### What the task asks
Convert the stretch from the line containing "Guideline: the keypoint for each instance of the white golf" through the end of the lines into a JSON list of strings, one string per line, with blank lines omitted.

### Provided information
==============================
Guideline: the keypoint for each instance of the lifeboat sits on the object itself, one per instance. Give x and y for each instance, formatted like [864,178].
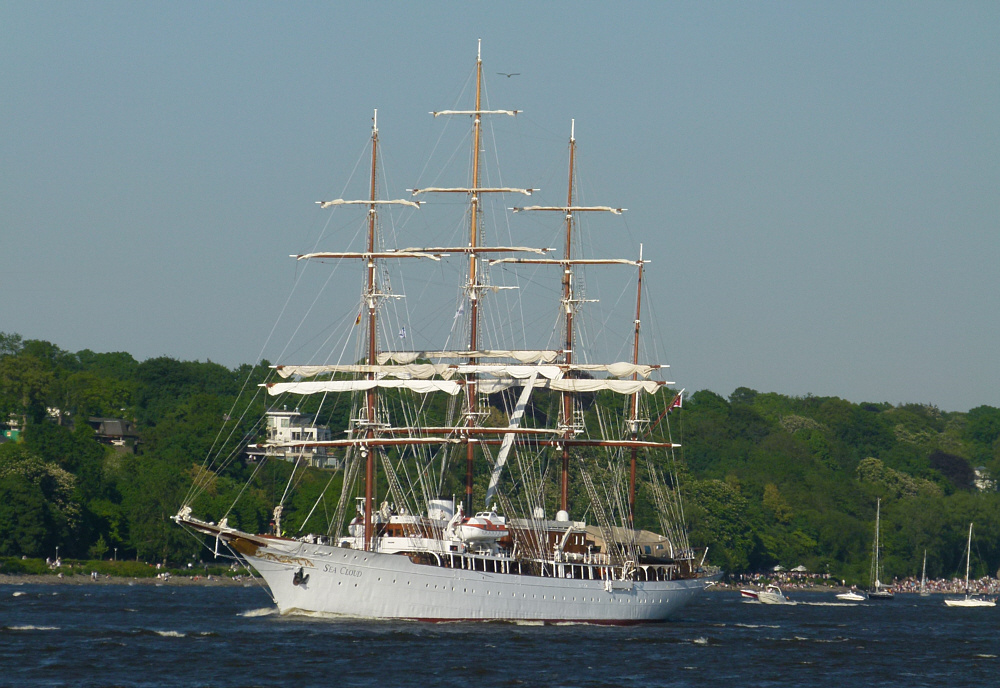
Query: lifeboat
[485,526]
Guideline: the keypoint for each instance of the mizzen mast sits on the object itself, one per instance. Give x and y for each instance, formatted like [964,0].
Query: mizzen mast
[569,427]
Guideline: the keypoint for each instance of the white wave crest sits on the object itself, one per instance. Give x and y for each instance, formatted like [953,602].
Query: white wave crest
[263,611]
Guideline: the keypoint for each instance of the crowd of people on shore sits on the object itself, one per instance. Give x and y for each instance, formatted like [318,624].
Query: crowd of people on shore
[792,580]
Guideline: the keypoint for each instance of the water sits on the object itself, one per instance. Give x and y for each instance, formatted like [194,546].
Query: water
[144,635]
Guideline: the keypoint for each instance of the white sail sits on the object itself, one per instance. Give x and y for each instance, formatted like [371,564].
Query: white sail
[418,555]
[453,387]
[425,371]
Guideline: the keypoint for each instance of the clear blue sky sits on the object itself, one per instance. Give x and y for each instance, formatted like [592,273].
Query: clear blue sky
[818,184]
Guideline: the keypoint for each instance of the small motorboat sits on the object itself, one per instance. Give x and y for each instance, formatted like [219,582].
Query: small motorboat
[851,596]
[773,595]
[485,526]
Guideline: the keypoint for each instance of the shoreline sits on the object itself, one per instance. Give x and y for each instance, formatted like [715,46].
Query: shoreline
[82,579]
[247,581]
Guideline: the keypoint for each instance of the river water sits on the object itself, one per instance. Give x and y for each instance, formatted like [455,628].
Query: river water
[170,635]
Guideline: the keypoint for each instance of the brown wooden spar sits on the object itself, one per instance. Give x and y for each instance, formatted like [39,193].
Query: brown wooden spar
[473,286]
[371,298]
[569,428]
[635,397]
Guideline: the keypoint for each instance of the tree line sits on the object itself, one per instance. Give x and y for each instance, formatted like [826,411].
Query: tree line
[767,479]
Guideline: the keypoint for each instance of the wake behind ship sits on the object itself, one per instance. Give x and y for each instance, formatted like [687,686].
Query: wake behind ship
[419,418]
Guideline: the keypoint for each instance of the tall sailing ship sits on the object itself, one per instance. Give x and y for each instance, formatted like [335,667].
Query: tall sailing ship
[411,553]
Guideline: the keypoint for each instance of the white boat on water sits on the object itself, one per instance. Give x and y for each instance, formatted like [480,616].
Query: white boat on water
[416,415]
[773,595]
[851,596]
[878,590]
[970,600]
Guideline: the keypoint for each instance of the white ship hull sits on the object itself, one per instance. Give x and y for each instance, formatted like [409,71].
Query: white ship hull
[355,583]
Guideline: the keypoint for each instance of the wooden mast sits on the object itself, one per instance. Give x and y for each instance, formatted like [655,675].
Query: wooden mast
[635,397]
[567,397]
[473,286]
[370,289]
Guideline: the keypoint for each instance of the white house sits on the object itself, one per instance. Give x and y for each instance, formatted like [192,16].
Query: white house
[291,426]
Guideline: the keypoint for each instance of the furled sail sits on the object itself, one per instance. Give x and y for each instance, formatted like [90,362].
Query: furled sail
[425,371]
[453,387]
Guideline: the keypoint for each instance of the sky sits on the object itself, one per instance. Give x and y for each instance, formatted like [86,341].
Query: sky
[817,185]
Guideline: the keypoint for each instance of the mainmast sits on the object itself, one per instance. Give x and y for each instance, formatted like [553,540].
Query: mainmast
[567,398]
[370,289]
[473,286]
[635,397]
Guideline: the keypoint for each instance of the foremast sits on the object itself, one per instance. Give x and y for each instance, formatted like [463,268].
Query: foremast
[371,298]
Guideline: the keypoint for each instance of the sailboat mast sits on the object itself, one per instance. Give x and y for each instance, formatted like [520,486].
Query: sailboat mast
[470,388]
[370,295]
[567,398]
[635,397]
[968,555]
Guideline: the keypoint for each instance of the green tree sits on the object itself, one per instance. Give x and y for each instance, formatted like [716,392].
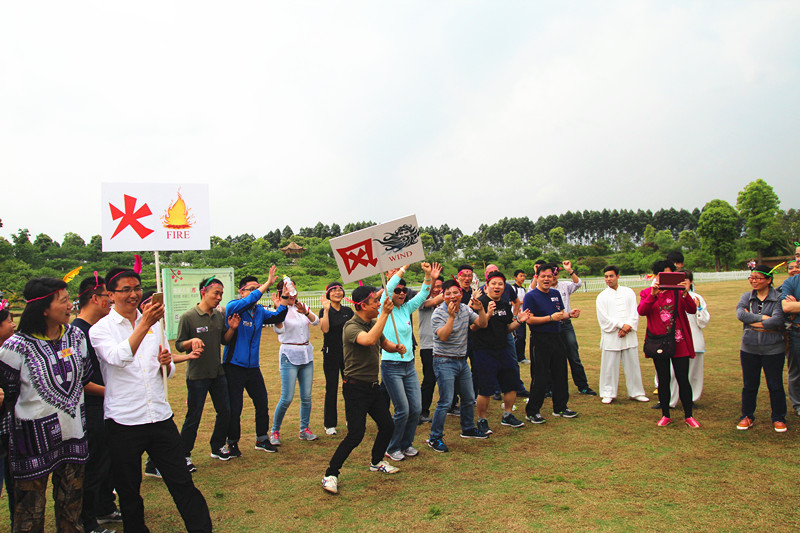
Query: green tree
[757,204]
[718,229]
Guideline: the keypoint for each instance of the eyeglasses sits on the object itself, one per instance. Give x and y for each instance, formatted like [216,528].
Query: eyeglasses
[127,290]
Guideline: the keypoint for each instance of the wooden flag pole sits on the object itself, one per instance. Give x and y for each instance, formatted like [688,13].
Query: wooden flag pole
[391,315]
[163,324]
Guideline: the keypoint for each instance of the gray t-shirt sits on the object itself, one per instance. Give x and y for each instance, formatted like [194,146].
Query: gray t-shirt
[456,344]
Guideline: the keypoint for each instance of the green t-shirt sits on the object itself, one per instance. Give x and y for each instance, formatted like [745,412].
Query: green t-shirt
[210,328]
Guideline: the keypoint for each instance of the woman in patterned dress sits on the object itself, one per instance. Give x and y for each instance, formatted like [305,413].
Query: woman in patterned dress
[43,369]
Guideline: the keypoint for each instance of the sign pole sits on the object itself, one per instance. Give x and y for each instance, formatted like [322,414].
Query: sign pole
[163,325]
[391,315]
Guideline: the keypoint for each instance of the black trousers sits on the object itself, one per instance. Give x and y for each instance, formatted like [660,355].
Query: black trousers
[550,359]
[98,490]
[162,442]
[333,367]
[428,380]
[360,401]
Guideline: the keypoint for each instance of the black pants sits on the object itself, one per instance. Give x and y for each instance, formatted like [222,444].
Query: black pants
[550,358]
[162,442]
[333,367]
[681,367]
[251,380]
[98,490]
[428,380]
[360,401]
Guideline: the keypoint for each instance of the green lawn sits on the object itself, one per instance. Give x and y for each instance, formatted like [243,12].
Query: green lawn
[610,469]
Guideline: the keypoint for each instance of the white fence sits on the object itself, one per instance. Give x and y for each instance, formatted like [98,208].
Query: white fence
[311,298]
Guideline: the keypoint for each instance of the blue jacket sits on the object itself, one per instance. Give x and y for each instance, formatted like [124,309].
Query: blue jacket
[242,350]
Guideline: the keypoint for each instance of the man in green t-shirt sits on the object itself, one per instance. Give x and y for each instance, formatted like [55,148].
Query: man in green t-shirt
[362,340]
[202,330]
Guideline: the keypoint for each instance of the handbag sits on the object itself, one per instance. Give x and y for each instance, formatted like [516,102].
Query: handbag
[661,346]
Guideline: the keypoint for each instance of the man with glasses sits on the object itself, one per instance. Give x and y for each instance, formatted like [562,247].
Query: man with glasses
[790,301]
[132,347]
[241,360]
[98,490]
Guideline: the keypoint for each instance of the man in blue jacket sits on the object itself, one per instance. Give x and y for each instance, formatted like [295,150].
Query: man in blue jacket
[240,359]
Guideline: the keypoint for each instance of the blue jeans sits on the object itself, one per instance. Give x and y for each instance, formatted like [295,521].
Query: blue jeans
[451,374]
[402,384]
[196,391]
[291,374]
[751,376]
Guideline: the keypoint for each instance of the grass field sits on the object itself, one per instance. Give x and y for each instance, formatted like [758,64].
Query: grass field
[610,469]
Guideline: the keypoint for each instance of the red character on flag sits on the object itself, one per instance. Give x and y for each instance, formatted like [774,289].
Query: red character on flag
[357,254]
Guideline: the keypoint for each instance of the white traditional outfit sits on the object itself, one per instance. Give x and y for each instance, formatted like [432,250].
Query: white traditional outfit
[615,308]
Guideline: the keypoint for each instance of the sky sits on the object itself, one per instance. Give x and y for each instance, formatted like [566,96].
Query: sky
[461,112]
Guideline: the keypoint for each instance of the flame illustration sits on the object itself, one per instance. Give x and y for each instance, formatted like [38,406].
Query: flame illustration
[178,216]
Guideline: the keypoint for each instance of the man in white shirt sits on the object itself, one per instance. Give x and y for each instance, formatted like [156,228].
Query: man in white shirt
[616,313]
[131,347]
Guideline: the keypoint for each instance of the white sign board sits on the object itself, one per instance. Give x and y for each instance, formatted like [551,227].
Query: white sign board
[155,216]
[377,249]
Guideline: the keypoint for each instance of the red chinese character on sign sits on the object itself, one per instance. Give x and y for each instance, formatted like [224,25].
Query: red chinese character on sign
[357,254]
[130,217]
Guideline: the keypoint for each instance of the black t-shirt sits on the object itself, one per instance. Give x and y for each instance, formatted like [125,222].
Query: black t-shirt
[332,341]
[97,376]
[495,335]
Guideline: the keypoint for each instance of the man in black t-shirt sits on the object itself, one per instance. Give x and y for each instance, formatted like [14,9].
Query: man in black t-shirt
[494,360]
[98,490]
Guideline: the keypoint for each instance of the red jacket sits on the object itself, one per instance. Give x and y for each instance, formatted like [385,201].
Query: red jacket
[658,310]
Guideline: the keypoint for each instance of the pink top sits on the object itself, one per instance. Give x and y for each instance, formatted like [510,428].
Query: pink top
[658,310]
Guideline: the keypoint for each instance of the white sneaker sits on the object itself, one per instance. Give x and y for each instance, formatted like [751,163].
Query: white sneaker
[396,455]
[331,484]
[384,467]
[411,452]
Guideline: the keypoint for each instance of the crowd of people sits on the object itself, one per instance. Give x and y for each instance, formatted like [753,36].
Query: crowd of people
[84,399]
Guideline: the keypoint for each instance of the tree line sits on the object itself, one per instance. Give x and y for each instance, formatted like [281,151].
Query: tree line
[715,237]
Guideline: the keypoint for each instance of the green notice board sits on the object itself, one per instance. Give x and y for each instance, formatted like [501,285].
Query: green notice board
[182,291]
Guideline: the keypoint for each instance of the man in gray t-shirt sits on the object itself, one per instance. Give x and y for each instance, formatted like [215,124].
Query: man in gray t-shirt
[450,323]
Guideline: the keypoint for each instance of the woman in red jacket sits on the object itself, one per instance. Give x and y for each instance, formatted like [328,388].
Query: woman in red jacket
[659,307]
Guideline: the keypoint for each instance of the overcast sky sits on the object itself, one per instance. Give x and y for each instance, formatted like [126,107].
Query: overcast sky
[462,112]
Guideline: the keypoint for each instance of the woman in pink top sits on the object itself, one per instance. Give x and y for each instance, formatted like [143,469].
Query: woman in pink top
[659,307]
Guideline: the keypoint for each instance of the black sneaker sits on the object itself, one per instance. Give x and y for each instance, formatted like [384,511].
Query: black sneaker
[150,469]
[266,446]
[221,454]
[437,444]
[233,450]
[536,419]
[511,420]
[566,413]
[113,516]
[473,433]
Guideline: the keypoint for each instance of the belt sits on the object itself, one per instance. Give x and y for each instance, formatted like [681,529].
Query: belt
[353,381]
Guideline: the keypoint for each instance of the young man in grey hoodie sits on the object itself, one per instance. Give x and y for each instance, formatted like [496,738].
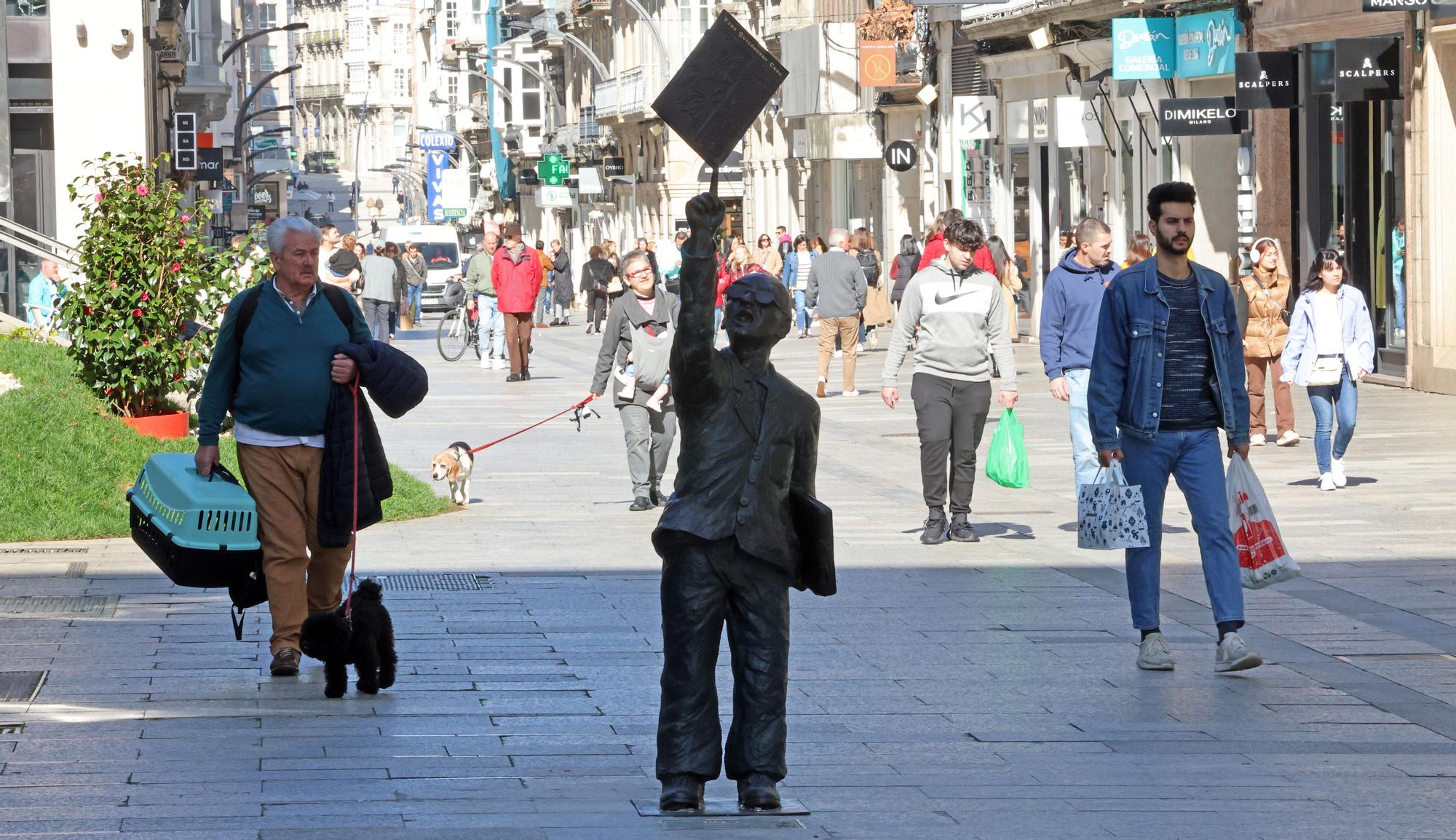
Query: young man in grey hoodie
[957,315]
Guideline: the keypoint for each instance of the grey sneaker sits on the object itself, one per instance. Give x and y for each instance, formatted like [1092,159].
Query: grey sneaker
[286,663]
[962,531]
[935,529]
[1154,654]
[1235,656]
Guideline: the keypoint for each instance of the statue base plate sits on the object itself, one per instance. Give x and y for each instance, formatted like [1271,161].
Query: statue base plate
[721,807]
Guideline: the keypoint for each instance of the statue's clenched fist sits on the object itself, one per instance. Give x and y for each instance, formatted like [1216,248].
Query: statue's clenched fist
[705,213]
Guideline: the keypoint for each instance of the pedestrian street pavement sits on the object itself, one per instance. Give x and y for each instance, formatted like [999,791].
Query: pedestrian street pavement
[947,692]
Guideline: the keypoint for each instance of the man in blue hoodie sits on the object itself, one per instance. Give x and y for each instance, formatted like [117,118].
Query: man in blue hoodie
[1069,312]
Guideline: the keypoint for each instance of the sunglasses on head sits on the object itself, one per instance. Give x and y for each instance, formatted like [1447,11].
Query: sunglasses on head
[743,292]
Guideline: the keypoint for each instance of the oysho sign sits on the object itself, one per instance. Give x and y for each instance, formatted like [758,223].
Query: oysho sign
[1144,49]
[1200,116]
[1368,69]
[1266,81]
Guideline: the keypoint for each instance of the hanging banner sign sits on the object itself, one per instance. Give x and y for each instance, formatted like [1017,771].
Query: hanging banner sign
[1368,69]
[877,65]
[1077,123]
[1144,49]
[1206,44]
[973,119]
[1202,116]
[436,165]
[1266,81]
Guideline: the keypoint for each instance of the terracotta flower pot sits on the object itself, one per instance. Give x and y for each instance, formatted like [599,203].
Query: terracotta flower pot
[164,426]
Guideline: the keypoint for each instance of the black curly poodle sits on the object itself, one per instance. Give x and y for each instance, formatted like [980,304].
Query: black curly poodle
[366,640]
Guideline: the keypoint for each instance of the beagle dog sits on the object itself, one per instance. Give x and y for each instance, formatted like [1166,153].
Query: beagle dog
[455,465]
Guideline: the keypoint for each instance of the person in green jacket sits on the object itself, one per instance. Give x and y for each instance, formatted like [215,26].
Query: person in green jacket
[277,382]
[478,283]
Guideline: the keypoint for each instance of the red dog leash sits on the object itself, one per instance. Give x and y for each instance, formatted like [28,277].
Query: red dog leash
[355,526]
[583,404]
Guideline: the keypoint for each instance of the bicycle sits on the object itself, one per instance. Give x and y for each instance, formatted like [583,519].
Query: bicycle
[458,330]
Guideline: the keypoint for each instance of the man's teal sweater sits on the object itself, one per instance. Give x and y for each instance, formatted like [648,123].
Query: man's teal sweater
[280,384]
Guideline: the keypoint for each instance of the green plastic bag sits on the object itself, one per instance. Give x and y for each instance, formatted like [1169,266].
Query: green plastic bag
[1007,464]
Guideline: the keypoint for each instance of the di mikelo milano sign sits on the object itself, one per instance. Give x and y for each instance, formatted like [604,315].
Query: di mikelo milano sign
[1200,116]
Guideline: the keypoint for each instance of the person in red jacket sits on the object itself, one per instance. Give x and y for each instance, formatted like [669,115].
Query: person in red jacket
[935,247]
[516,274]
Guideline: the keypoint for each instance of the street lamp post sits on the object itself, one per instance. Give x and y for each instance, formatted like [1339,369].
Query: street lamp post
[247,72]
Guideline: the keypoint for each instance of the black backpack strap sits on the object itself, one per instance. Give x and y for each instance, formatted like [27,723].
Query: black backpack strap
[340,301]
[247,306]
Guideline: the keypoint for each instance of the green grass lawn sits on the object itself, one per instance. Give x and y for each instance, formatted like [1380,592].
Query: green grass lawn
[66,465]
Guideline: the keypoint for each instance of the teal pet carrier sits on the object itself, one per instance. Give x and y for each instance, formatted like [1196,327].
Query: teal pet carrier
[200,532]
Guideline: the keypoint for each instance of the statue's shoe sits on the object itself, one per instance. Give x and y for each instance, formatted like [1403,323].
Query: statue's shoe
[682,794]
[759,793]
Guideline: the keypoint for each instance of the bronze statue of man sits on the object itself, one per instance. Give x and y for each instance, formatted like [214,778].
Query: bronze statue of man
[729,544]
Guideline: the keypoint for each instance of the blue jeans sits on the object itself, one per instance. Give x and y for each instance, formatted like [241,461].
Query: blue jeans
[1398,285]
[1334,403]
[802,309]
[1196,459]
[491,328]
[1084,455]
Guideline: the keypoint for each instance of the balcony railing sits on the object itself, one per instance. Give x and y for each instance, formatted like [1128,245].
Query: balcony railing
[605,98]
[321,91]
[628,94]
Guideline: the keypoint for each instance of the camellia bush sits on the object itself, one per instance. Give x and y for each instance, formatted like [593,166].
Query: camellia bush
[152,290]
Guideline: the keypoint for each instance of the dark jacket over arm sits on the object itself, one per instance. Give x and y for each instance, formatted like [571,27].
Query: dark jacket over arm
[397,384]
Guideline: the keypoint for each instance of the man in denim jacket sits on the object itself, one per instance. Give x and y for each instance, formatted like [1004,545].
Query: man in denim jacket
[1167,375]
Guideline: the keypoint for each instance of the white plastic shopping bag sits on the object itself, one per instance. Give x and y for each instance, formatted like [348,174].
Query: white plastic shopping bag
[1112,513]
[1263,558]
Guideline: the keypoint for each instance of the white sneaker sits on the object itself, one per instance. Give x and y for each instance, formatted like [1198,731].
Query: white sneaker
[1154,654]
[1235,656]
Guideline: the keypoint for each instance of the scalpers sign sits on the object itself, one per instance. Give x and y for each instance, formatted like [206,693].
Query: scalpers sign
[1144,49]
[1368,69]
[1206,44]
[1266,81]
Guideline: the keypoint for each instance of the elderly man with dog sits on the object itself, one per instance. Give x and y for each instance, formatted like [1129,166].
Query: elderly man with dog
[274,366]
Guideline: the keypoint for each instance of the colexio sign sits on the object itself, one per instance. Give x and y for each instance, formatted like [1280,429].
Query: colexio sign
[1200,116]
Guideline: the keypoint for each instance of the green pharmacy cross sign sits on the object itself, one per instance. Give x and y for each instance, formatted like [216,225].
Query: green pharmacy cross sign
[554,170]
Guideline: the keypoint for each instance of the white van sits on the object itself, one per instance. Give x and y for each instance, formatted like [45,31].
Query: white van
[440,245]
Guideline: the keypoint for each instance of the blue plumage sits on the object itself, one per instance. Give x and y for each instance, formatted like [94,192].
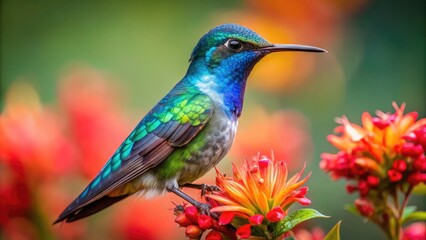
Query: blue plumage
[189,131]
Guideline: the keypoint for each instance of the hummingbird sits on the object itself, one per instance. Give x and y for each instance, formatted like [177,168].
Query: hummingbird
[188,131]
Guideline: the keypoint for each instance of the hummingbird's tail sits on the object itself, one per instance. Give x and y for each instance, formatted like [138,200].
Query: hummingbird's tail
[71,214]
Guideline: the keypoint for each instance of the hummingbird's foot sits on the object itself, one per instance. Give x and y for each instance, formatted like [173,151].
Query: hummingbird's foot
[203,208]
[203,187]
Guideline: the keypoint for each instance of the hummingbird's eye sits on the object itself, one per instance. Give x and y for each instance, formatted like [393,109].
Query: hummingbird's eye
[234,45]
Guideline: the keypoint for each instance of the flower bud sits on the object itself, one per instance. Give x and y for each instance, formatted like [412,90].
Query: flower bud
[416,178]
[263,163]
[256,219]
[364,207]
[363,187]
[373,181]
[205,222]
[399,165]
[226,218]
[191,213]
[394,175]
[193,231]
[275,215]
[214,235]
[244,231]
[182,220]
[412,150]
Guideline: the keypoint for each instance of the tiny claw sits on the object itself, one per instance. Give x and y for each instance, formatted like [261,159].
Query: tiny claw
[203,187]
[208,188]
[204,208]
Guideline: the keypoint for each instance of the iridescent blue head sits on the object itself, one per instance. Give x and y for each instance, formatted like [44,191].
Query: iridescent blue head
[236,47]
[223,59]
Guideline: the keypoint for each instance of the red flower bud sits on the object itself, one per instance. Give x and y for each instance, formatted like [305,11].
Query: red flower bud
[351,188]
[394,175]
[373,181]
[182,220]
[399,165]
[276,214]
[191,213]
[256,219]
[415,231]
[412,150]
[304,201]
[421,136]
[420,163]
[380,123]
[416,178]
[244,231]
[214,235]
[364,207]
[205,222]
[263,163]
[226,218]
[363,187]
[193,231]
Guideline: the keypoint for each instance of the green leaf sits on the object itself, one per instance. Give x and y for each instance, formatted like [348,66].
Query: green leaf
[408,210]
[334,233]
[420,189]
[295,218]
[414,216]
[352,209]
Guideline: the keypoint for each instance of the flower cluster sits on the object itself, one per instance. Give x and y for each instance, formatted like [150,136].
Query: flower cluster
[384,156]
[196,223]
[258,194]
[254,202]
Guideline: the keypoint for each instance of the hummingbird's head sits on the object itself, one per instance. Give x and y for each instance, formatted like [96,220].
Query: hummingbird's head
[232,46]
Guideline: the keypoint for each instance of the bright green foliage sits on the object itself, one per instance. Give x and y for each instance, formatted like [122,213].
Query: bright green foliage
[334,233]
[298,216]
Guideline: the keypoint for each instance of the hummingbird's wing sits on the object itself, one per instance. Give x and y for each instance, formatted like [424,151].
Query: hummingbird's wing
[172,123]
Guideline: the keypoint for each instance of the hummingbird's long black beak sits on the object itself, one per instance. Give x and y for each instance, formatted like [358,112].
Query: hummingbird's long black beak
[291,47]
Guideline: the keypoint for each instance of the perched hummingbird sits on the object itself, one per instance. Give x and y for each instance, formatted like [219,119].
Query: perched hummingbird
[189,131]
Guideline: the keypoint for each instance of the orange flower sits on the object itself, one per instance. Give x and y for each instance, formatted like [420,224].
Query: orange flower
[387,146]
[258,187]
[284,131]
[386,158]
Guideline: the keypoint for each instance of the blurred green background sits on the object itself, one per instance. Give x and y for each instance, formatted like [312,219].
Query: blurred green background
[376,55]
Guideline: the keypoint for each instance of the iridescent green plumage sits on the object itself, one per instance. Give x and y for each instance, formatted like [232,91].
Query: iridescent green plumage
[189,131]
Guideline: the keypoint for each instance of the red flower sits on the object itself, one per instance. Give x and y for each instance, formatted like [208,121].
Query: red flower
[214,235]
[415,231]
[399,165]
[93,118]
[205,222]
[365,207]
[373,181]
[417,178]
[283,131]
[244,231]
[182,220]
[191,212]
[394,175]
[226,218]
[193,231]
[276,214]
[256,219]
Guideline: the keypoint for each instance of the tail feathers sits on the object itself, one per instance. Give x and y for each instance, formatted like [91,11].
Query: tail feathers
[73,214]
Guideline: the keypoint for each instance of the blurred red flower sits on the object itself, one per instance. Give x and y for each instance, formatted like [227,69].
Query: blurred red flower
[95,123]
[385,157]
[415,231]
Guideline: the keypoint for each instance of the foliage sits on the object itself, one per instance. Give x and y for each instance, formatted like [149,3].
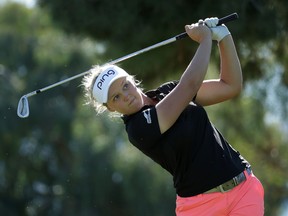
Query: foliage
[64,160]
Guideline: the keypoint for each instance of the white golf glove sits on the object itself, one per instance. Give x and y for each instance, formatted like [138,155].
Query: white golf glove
==============================
### Exercise output
[
  "Guideline: the keypoint for each instance of the white golf glove sits on the object itself, one per instance. Give x and y for each instance, formatted like [138,155].",
  "Query: white golf glove"
]